● Required action: Leave the images aside and output every entry exactly.

[[ Excerpted data, beginning ]]

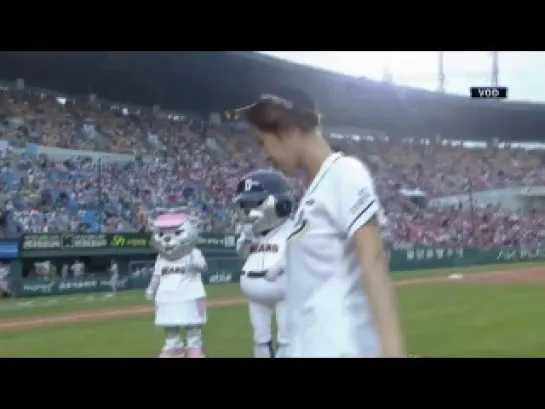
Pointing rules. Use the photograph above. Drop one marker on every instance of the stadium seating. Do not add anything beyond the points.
(119, 162)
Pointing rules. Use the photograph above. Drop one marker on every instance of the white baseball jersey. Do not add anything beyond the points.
(179, 281)
(327, 307)
(268, 250)
(114, 271)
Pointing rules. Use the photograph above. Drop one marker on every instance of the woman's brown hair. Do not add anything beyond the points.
(276, 115)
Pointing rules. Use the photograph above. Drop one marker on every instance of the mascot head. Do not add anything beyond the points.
(265, 199)
(175, 233)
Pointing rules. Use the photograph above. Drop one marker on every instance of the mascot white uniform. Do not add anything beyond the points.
(265, 198)
(176, 285)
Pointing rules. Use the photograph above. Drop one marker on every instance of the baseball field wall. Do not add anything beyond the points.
(135, 257)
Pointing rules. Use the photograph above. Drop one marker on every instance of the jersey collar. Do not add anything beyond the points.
(326, 165)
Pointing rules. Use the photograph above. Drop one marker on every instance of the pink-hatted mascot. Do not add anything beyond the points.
(176, 285)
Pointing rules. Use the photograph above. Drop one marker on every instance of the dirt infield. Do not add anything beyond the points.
(519, 276)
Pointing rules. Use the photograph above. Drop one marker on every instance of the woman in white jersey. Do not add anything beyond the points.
(341, 301)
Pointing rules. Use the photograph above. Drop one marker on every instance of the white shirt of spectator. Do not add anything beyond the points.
(78, 269)
(328, 311)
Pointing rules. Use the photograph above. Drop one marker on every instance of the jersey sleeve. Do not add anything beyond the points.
(198, 259)
(354, 200)
(157, 267)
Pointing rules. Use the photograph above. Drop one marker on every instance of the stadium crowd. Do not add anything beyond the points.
(167, 160)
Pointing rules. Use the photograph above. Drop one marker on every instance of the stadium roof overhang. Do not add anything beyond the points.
(214, 81)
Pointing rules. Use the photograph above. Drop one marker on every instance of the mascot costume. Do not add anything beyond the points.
(176, 285)
(266, 201)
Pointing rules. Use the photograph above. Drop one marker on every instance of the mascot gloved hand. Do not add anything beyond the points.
(245, 240)
(149, 295)
(152, 288)
(265, 216)
(275, 271)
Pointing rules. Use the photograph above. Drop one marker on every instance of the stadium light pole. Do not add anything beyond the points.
(99, 212)
(471, 212)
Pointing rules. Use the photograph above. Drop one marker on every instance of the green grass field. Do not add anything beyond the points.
(439, 319)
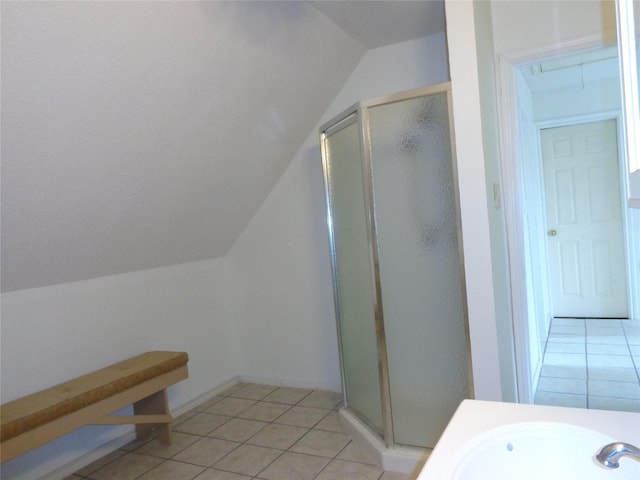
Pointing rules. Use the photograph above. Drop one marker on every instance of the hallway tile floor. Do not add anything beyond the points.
(591, 364)
(250, 431)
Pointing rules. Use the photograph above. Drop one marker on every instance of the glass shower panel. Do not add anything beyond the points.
(420, 265)
(353, 280)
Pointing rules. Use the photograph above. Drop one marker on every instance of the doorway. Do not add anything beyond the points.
(537, 97)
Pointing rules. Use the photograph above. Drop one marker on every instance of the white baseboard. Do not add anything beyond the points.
(291, 383)
(200, 399)
(396, 459)
(87, 459)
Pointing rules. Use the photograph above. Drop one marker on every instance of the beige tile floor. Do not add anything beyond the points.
(591, 363)
(248, 432)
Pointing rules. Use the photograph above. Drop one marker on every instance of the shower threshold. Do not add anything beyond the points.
(398, 458)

[[ Excerpted data, end ]]

● Response to the task:
Pointing rules. Use the photograph above. Drop one marker on every instance of the stadium seating. Do not add anything beyond the points.
(119, 162)
Pointing rules. Use the photograph above. Drop one marker on every instance of the white baseball jersey. Do not add anything beyond the points.
(179, 281)
(327, 307)
(268, 250)
(114, 271)
Pointing rules. Use the photograph above. Drop one marker on every instance of the woman's brown hair. Do not add anything beyond the points.
(276, 115)
Pointing rules. Use the photograph above. Drop one marker on every instance of the mascot head. Do not add anything beyond the points.
(265, 199)
(175, 233)
Pointing rules. Use the photograph above. Drop one marker on every instance of the mascot white uniform. Do not add anything beyond the points.
(265, 198)
(176, 285)
Pointing rules. Use the photograph above. Drop one marker on every instance of the baseball field wall. Do not add anything beyond the points.
(135, 257)
Pointing rules. Use the photograph above. Drop one marker on every instance of the jersey collar. Do not add anything beyond the points.
(326, 165)
Pointing rules. Use the photograph above. Drop one marker on every instance of the pink-hatted mascot. Do not add anything beyond the points.
(176, 285)
Pointing rules. Use the photograph above. Drop one marker on every instance of the dirt infield. Do not add anything beyond the points.
(519, 276)
Pointing rules. Use the photograph above. Drop one marker on every instance of the woman in white jersey. Do not add anything beyond the points.
(341, 301)
Pointing rules. Use the photograph above. Drop one marker on every instance of the white shirt of spectator. Do not add anything beyond the points.
(78, 269)
(328, 311)
Pointing rules. Use the photograph above. Drop one marker on every instance of the jersey sleeve. Do not add anything beyond the points.
(198, 259)
(354, 200)
(157, 267)
Pointing rules. Use the photograph above. Drop one marker on every instance of the stadium crowd. Do not add anything beyond the points.
(167, 160)
Pointing rules. Use the photograph above. Drop one marker on every instance of the stadium roof overhang. Do not add anything beyond the points.
(214, 81)
Pointing rules. Use the photograph above. Drop one marker on every instance of the mascot costume. Do not add anything beyond the points.
(176, 285)
(266, 201)
Pointing rules. Use the photograph above. Drop one marker on every instance of the mascot gloved hand. Do not add anything beyond the points.
(245, 240)
(149, 295)
(152, 288)
(265, 216)
(275, 271)
Pointing rules. Use the photograph above. Drop one marker on every instance of the stadium light pole. Do not add anything beyond the points.
(99, 212)
(471, 212)
Pointing rules. Use the photograph above. Drop one marker on every instance of the green grass field. Do not add anything beyond the points.
(439, 319)
Pointing rules. Use the photograph above. Drop one marker on every instance of the hallway tile floor. Do not add anything beyond the points.
(591, 364)
(250, 431)
Pointing rules. Use the photograph above. Drop one marker on every instance of the glass shower panel. Do not add anything beyond the points.
(420, 265)
(353, 280)
Pointing rules. Use the photograph above. Drop one marker on every instance of the doorway. Do not add anything beyond the points.
(537, 97)
Pointing rules. Use the photograph above. Drop one marker on every instance of the white baseboard. Do not add anything beyond the points.
(291, 383)
(200, 399)
(396, 459)
(87, 459)
Pointing rules. Use the photograph above. Drop one marker on every instance of the beige tile floor. Do not add anything beyond the points.
(591, 363)
(248, 432)
Pointing rules. Use the photograph above. Drop one marker on every instance of the shower threshold. Do not add anything beyond the points.
(398, 458)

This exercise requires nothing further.